**Source:**
= = = = =
Reverse Process (Learned Markov Kernel)

The reverse process is a parametric Markov chain trained to undo the forward process:

$p_\theta(\mathbf{x}_{t-1} \mid \mathbf{x}_t) = \mathcal{N}\!\big(\mathbf{x}_{t-1};\; \boldsymbol{\mu}_\theta(\mathbf{x}_t, t),\; \Sigma_\theta(\mathbf{x}_t, t)\big)$

In Ho et al. (2020) the variance is fixed to $\sigma_t^2 \mathbf{I}$ (with $\sigma_t^2 \in \{\beta_t, \tilde{\beta}_t\}$ ), and the mean is reparameterized via a noise predictor $\boldsymbol{\epsilon}_\theta(\mathbf{x}_t, t)$ :

$\boldsymbol{\mu}_\theta(\mathbf{x}_t, t) = \frac{1}{\sqrt{\alpha_t}}\!\Big(\mathbf{x}_t - \frac{\beta_t}{\sqrt{1 - \bar{\alpha}_t}}\,\boldsymbol{\epsilon}_\theta(\mathbf{x}_t, t)\Big)$

Nichol & Dhariwal (2021) introduced learned $\Sigma_\theta$ for tighter likelihood bounds.

Definition

Score Function

The score of a density $p(\mathbf{x})$ is

$\mathbf{s}(\mathbf{x}) = \nabla_{\mathbf{x}} \log p(\mathbf{x})$

A score model $\mathbf{s}_\theta(\mathbf{x}, t) \approx \nabla_{\mathbf{x}} \log p_t(\mathbf{x})$ targets the score of the perturbed distribution at noise level $t$ . The score does not require knowing the normalizing constant of $p$ , which is what makes it tractable to learn from samples alone (Hyvärinen 2005).

Definition

Forward SDE (Continuous-Time)

A continuous-time forward process is an Itô SDE on $[0, T]$ :

$d\mathbf{x} = \mathbf{f}(\mathbf{x}, t)\,dt + g(t)\,d\mathbf{w}$

with drift $\mathbf{f}: \mathbb{R}^d \times [0, T] \to \mathbb{R}^d$ , scalar diffusion coefficient $g: [0, T] \to \mathbb{R}_{\geq 0}$ , and standard Wiener process $\mathbf{w}$ . The two canonical choices are Variance Preserving (VP-SDE), $\mathbf{f}(\mathbf{x}, t) = -\tfrac{1}{2}\beta(t)\mathbf{x}$ and $g(t) = \sqrt{\beta(t)}$ , the continuous limit of DDPM, and Variance Exploding (VE-SDE), $\mathbf{f} = \mathbf{0}$ and $g(t) = \sqrt{d[\sigma^2(t)]/dt}$ , the continuous limit of NCSN (Song et al. 2021).
= = = = =
**Required work:**
• A. Answer the following questions using the excerpt on diffusion processes, one answer per line:
(i) Which work introduced a learned Σθ, and to what end?
(ii) What does the score not require knowing about the density p?
(iii) Which of the two canonical SDE choices is the continuous limit of NCSN?
• B. Output the passage of the excerpt on diffusion processes between "A score model" and "Forward SDE (Continuous-Time)", inclusive, without any change.
• C. List every work that the excerpt on diffusion processes cites by author and year, in the order in which each first appears.

**Coordinate annotation records:**
= = = = =
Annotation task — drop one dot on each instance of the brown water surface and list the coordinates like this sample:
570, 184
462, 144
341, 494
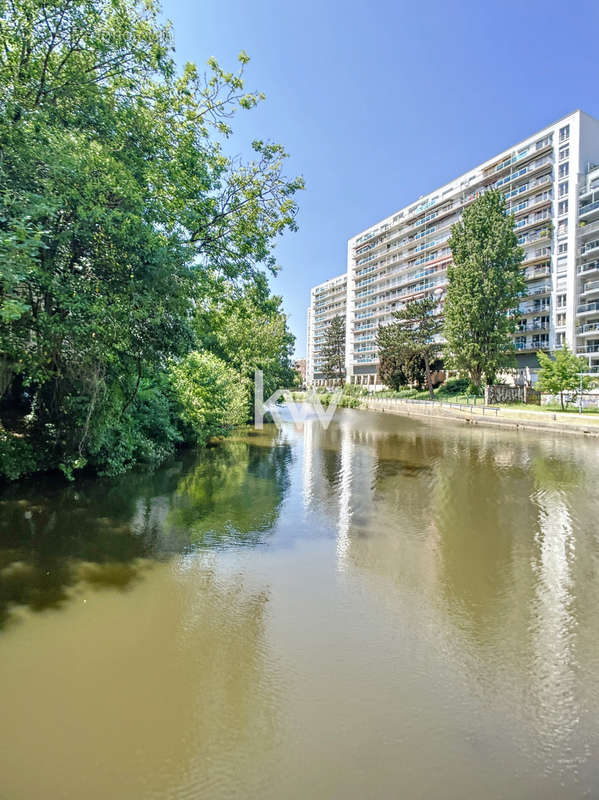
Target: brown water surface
388, 608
= = = = =
**Task-by-task answers:**
• A.
(i) Nichol & Dhariwal (2021), for tighter likelihood bounds.
(ii) Its normalizing constant.
(iii) Variance Exploding (VE-SDE).

• B.
A score model $\mathbf{s}_\theta(\mathbf{x}, t) \approx \nabla_{\mathbf{x}} \log p_t(\mathbf{x})$ targets the score of the perturbed distribution at noise level $t$ . The score does not require knowing the normalizing constant of $p$ , which is what makes it tractable to learn from samples alone (Hyvärinen 2005).

Definition

Forward SDE (Continuous-Time)

• C.
Ho et al. (2020)
Nichol & Dhariwal (2021)
Hyvärinen 2005
Song et al. 2021